Task requirements
Copy the lines below verbatim, beginning with the line that includes "point: black necktie" and continuing to the end; leave out everything before it.

▽

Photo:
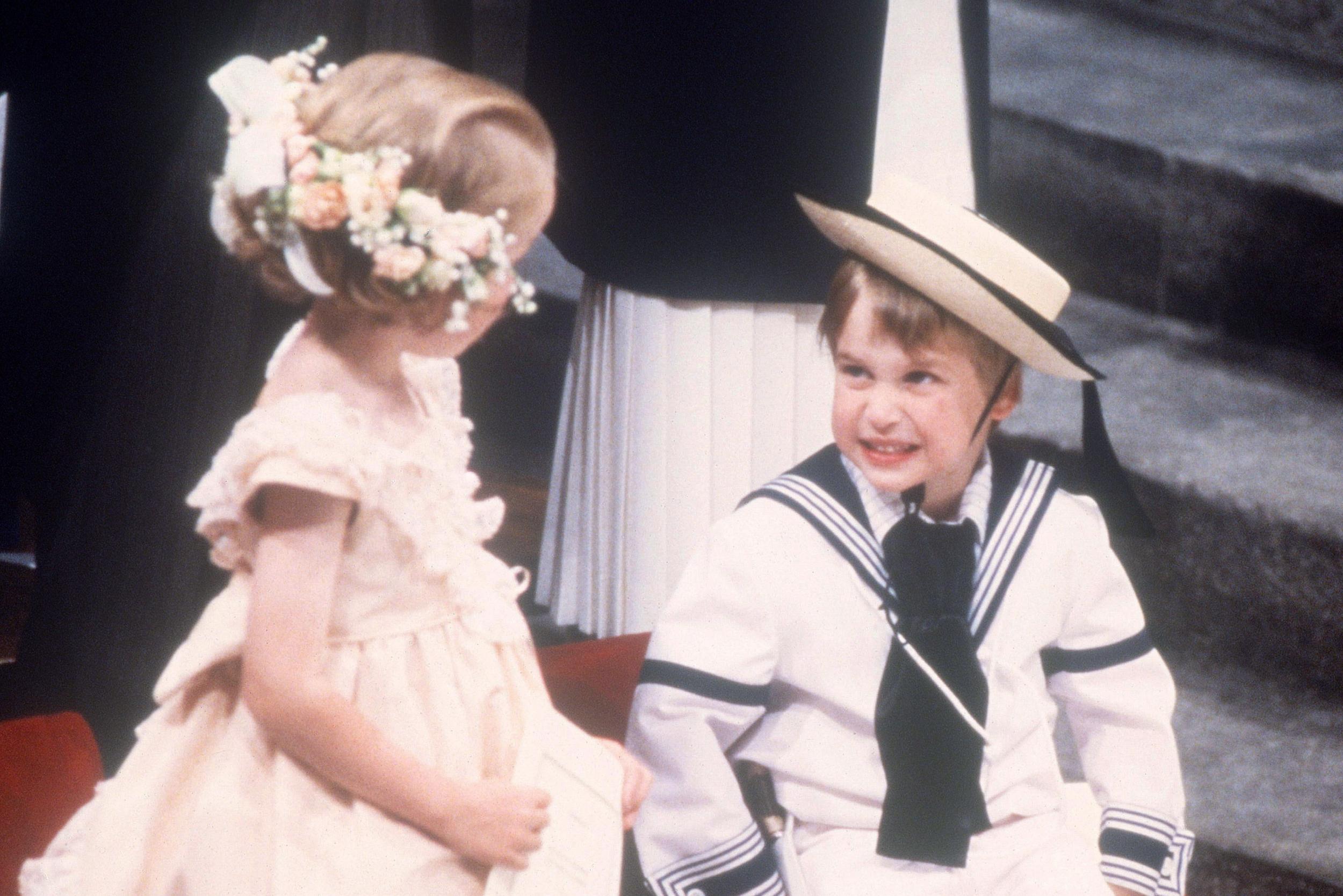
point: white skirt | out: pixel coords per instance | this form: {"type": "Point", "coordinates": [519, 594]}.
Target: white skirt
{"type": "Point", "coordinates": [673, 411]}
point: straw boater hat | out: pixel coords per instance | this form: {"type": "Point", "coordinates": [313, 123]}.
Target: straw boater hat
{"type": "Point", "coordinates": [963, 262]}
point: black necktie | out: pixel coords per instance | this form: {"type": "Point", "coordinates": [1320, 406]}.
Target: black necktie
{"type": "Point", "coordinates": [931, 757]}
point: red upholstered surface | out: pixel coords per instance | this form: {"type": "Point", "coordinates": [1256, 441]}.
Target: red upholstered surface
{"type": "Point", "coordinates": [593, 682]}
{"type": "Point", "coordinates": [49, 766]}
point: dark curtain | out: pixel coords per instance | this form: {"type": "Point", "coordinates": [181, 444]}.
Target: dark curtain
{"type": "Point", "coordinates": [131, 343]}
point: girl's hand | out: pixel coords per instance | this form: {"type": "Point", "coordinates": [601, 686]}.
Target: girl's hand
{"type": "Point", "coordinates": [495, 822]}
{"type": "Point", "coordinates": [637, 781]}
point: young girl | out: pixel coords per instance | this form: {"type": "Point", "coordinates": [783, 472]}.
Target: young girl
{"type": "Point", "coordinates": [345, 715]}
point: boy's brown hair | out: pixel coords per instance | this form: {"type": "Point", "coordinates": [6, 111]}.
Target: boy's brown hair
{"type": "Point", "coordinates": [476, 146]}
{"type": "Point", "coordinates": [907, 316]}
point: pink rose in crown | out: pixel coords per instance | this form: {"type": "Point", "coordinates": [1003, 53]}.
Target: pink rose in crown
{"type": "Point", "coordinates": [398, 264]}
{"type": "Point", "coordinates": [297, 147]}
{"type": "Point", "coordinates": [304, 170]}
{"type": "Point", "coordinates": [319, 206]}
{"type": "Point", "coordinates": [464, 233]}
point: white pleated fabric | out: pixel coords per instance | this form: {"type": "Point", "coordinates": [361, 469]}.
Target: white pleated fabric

△

Response to the task
point: black necktie | out: pixel coords per instance | this form: {"type": "Point", "coordinates": [1320, 406]}.
Target: black necktie
{"type": "Point", "coordinates": [931, 757]}
point: red upholstered surface | out: pixel coords per instance | this form: {"type": "Point", "coordinates": [1256, 441]}.
Target: red upholstered surface
{"type": "Point", "coordinates": [593, 682]}
{"type": "Point", "coordinates": [49, 766]}
point: dark curtain | out: pixel coords per instance | this form: {"type": "Point", "coordinates": [181, 444]}.
Target: dark curtain
{"type": "Point", "coordinates": [131, 343]}
point: girl's hand | out: pixel coords per instance | this form: {"type": "Point", "coordinates": [601, 686]}.
Target: girl's hand
{"type": "Point", "coordinates": [495, 822]}
{"type": "Point", "coordinates": [637, 781]}
point: young girl | out: pixel coords per instance | this form: {"type": "Point", "coordinates": [783, 472]}.
Target: young girl
{"type": "Point", "coordinates": [345, 715]}
point: boy's brown hair | out: pixel coords per instance | this form: {"type": "Point", "coordinates": [6, 111]}.
Target: boy's brown hair
{"type": "Point", "coordinates": [476, 146]}
{"type": "Point", "coordinates": [907, 316]}
point: pink rose in crown | out: pixel coords per instance | this form: {"type": "Point", "coordinates": [1003, 53]}.
Target: pink rose in crown
{"type": "Point", "coordinates": [398, 264]}
{"type": "Point", "coordinates": [297, 147]}
{"type": "Point", "coordinates": [304, 170]}
{"type": "Point", "coordinates": [319, 206]}
{"type": "Point", "coordinates": [464, 233]}
point: white pleated fabric | out: pixel coords per instance | this form: {"type": "Point", "coordinates": [361, 469]}.
Target: white pleated fabric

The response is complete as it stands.